All of the data needs to be repeated exactly.
[SUPPLIED RECORDS]
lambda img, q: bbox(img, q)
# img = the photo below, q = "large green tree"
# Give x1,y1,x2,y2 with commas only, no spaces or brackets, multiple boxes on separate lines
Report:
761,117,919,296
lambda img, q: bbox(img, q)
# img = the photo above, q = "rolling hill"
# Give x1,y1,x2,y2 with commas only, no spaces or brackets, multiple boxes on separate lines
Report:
[/SUPPLIED RECORDS]
**SOLUTION TO THIS PROBLEM:**
lambda img, q: bbox(img, q)
# img = the photo below, q = "large green tree"
# Give x1,y1,x2,y2 with commas only, no spaces or brackets, multiple boxes on separate lines
Report:
761,117,919,296
lambda img, q: bbox(img, q)
# img = the photo above, q = "rolling hill"
# Give x1,y1,x2,y2 with commas only, no spaces or brackets, multiple boxes on separate lines
Report:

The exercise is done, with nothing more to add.